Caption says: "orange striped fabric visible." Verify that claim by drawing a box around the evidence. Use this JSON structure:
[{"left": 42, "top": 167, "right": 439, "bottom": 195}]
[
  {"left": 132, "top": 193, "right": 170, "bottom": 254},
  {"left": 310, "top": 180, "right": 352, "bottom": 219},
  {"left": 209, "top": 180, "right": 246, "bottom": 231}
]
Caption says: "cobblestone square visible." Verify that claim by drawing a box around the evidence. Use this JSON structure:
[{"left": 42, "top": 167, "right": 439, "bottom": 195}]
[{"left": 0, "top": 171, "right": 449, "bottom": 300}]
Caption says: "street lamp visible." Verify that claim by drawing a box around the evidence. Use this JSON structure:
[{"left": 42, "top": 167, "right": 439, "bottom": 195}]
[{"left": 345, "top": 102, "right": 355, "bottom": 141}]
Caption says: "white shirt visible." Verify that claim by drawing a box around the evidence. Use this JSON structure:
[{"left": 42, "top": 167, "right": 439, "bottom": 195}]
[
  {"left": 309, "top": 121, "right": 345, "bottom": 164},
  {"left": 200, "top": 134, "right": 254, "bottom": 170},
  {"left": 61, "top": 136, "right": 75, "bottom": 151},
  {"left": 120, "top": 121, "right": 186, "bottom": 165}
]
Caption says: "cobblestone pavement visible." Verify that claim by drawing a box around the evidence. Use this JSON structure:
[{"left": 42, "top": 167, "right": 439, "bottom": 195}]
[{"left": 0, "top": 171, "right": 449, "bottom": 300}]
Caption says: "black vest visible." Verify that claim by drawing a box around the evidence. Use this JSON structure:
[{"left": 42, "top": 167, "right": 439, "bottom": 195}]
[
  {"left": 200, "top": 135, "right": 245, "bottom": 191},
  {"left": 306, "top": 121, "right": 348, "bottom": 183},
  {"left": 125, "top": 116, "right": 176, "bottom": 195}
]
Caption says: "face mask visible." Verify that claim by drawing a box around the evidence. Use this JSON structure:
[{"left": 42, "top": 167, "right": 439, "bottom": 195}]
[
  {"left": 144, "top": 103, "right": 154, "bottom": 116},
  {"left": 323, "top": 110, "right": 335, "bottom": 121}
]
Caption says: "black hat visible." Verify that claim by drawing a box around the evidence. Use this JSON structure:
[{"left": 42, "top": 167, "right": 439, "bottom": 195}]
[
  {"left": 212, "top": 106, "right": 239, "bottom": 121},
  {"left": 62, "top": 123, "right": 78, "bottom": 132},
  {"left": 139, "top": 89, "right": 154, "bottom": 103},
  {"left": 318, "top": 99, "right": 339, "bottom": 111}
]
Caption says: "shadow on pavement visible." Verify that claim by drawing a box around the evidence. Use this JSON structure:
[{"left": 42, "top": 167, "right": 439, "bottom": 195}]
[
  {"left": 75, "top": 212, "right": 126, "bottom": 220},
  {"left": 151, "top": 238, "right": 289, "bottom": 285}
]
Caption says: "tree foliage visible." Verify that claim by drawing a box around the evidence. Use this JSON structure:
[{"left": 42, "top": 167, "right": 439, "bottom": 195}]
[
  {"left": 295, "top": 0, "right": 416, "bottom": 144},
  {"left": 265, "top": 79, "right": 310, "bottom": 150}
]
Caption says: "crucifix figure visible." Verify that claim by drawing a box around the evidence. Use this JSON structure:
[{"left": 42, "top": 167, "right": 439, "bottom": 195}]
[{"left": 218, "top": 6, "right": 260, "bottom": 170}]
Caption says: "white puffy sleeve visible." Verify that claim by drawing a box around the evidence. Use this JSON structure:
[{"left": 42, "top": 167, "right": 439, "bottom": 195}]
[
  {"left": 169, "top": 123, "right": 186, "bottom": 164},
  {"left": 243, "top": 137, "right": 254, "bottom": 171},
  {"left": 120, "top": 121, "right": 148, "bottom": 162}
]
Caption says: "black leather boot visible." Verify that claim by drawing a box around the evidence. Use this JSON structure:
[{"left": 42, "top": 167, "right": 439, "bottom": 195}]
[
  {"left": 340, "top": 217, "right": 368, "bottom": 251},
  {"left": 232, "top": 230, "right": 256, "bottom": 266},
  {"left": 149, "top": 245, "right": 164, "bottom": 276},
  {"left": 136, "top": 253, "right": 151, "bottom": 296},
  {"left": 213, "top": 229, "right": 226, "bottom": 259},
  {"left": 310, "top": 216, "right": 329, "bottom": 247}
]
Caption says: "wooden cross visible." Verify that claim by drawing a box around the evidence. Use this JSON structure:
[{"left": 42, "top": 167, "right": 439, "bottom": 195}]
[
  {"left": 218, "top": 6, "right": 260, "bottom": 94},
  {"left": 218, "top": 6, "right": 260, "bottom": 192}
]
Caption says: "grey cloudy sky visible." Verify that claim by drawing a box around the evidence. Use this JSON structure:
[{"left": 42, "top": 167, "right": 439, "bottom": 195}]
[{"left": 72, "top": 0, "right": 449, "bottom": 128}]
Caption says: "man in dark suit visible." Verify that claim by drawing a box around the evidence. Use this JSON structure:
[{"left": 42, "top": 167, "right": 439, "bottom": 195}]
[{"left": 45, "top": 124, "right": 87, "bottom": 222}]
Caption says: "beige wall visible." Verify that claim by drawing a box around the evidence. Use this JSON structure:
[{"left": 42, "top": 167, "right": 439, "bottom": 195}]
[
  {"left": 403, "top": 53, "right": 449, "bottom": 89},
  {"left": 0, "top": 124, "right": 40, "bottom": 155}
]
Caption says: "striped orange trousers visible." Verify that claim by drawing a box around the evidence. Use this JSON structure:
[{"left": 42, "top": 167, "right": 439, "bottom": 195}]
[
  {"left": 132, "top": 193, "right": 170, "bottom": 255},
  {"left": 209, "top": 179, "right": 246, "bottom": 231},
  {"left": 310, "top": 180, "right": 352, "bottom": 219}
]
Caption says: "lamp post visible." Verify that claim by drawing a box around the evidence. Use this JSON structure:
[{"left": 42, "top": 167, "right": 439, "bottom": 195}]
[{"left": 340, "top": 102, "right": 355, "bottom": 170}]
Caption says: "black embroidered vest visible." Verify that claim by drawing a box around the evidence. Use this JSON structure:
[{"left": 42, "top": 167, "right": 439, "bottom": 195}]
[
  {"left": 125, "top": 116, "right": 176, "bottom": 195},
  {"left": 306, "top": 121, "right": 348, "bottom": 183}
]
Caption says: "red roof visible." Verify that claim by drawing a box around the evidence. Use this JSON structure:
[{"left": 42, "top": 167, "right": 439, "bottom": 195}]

--- --- ---

What is expected:
Can you pick out every line of the material above that contains the string "cobblestone" and copy each one in full?

Solution for this task:
Caption says: "cobblestone square visible." Verify that claim by drawing a box around the evidence. Use this JSON structure:
Caption says: "cobblestone pavement visible." Verify that claim by drawing a box around the evidence. Use this JSON structure:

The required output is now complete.